## [SET PROBLEM A]
In the passage about Cate Frank, what university does she attend as a philosophy Ph.D. student?
## [SET PROBLEM B]
Continue the passage about Cate Frank's scholastic quaestio from the point where it stops.

## [DOCUMENT TEXT]
When Cate Frank experiences guy trouble, the former fashionista, recent Catholic convert, and philosophy Ph.D. student at Dominican University of Houston (read: University of Dallas) constructs a scholastic quaestio :

  Q : How am I going to deal with those guys???

Art. 1 : It seems to be out of the question that I would be “destined” to be with any of those chauvinistic pigs.

Obj. 1 : But some of them were rather nice . . . .

Obj. 2 : And then, Sean may be patriarchal, but maybe he is just doing it to put on an act? Also—not that this is relevant, of course—he is pretty easy on the eyes . . . .

On the contrary, it is utterly ridiculous to think that you are destined to be with any of them . . . .

I answer that: . . . it is very, very unlikely that my future would entail a romance with Sean, Justin, Che, Nat, Michael, Garett, or Bartholomew. Even my lively imagination can’t quite see ANYTHING like that unfolding . . . .

## [DATA SEGMENT]
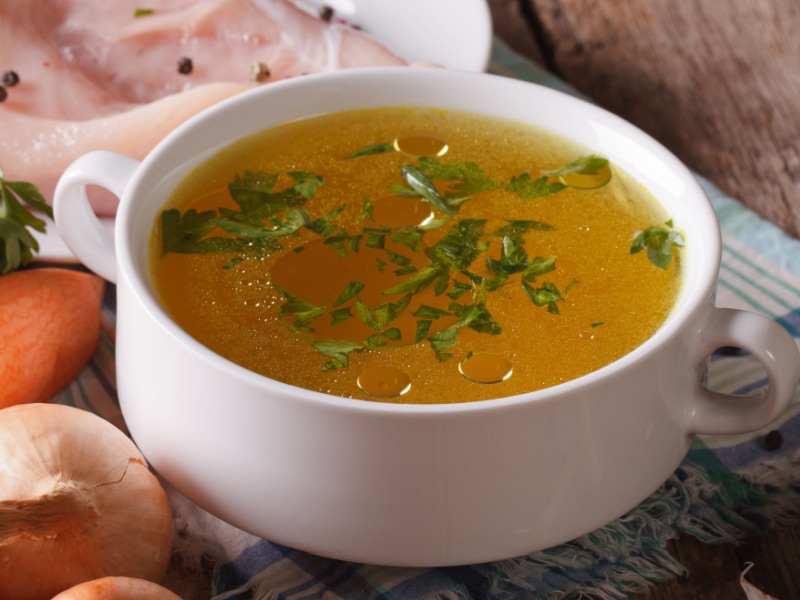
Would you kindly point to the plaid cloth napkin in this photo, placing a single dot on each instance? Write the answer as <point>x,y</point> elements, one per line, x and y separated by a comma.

## [REPLY A]
Dominican University of Houston.

## [REPLY B]
Reply to Obj. 1 : But that doesn’t mean niceness is enough. Besides, skinny jeans on men? I think not.

Reply to Obj. 2 : On no occasion has he led me to believe it’s just an act. No doubt there are gaggles of undergrad girls to swarm all over him. Not me. The Next Great Catholic Philosopher does not swarm.


Anybody who has spent time in a graduate program dominated by post-college males, especially budding philosophers or theologians, will recognize the cast of characters the sharp and sassy Cate Frank has to deal with. The plot of this cleverly hacked chick-lit novel hinges on how Cate and some of those males can come to grips with the discrepancy between the wisdom they study and the immature attitudes that motivate most of their interactions. To transform the chick-lit getting-hitched plot into a leaving-behind-childish-things-and-growing-in-practical-wisdom plot, while still remaining deliciously snarky, is no small task, and the authors mostly achieve it.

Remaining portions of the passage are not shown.